(begin)
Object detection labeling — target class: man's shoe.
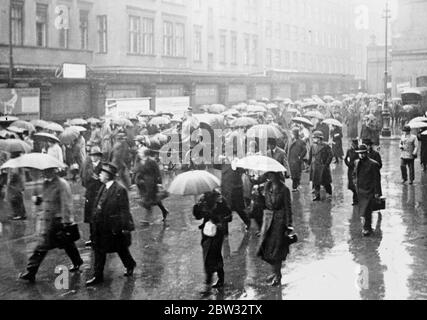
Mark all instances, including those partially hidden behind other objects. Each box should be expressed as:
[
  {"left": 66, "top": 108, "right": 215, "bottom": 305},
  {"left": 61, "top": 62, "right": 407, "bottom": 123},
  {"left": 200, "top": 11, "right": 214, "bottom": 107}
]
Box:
[
  {"left": 124, "top": 265, "right": 136, "bottom": 278},
  {"left": 68, "top": 261, "right": 83, "bottom": 273},
  {"left": 19, "top": 271, "right": 36, "bottom": 283},
  {"left": 86, "top": 276, "right": 104, "bottom": 287}
]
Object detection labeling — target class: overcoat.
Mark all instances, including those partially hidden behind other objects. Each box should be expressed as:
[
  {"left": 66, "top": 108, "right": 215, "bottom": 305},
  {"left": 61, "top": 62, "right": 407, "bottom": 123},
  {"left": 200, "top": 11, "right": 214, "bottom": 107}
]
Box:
[
  {"left": 288, "top": 139, "right": 307, "bottom": 179},
  {"left": 81, "top": 158, "right": 102, "bottom": 223},
  {"left": 193, "top": 196, "right": 233, "bottom": 273},
  {"left": 308, "top": 143, "right": 333, "bottom": 185},
  {"left": 93, "top": 181, "right": 135, "bottom": 253},
  {"left": 258, "top": 182, "right": 292, "bottom": 264}
]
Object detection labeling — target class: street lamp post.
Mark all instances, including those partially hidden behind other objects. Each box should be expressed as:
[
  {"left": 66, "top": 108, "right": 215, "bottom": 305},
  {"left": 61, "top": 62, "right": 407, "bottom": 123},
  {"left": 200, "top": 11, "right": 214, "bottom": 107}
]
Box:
[
  {"left": 381, "top": 0, "right": 391, "bottom": 137},
  {"left": 9, "top": 0, "right": 15, "bottom": 88}
]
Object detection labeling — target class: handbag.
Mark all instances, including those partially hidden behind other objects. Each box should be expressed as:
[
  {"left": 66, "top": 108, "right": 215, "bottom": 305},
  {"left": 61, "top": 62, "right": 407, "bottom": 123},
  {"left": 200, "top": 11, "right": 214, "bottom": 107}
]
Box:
[
  {"left": 203, "top": 220, "right": 217, "bottom": 238},
  {"left": 372, "top": 197, "right": 386, "bottom": 211}
]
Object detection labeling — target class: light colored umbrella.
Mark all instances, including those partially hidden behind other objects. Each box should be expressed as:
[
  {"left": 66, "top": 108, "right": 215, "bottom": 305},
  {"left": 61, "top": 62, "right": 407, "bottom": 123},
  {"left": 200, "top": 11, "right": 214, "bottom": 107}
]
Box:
[
  {"left": 168, "top": 170, "right": 221, "bottom": 196},
  {"left": 44, "top": 122, "right": 64, "bottom": 132},
  {"left": 30, "top": 119, "right": 49, "bottom": 129},
  {"left": 0, "top": 139, "right": 31, "bottom": 153},
  {"left": 247, "top": 124, "right": 283, "bottom": 139},
  {"left": 148, "top": 117, "right": 171, "bottom": 126},
  {"left": 236, "top": 156, "right": 286, "bottom": 172},
  {"left": 70, "top": 126, "right": 87, "bottom": 132},
  {"left": 10, "top": 120, "right": 36, "bottom": 132},
  {"left": 68, "top": 118, "right": 87, "bottom": 126},
  {"left": 231, "top": 117, "right": 258, "bottom": 128},
  {"left": 59, "top": 127, "right": 80, "bottom": 144},
  {"left": 1, "top": 153, "right": 66, "bottom": 170},
  {"left": 408, "top": 122, "right": 427, "bottom": 129},
  {"left": 409, "top": 117, "right": 427, "bottom": 123},
  {"left": 323, "top": 119, "right": 343, "bottom": 128},
  {"left": 304, "top": 110, "right": 325, "bottom": 120},
  {"left": 292, "top": 117, "right": 314, "bottom": 127},
  {"left": 34, "top": 132, "right": 60, "bottom": 143}
]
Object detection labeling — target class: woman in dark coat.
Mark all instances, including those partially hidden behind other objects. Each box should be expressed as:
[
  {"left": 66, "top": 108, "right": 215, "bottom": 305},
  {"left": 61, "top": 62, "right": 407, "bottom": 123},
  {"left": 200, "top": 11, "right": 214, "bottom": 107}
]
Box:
(end)
### YOUR GOAL
Copy the records from the line that has "Object detection labeling — target class: woman" through the end of the records, renaming "partially hidden" to "partly obscured" and leaving everything else unchanged.

### WORKED ANSWER
Object detection labeling — target class: woman in dark coat.
Mark all instances, including those partly obscured behind other objects. Each box should be expressed as:
[
  {"left": 66, "top": 108, "right": 215, "bottom": 305},
  {"left": 61, "top": 62, "right": 407, "bottom": 123},
  {"left": 200, "top": 11, "right": 214, "bottom": 107}
]
Box:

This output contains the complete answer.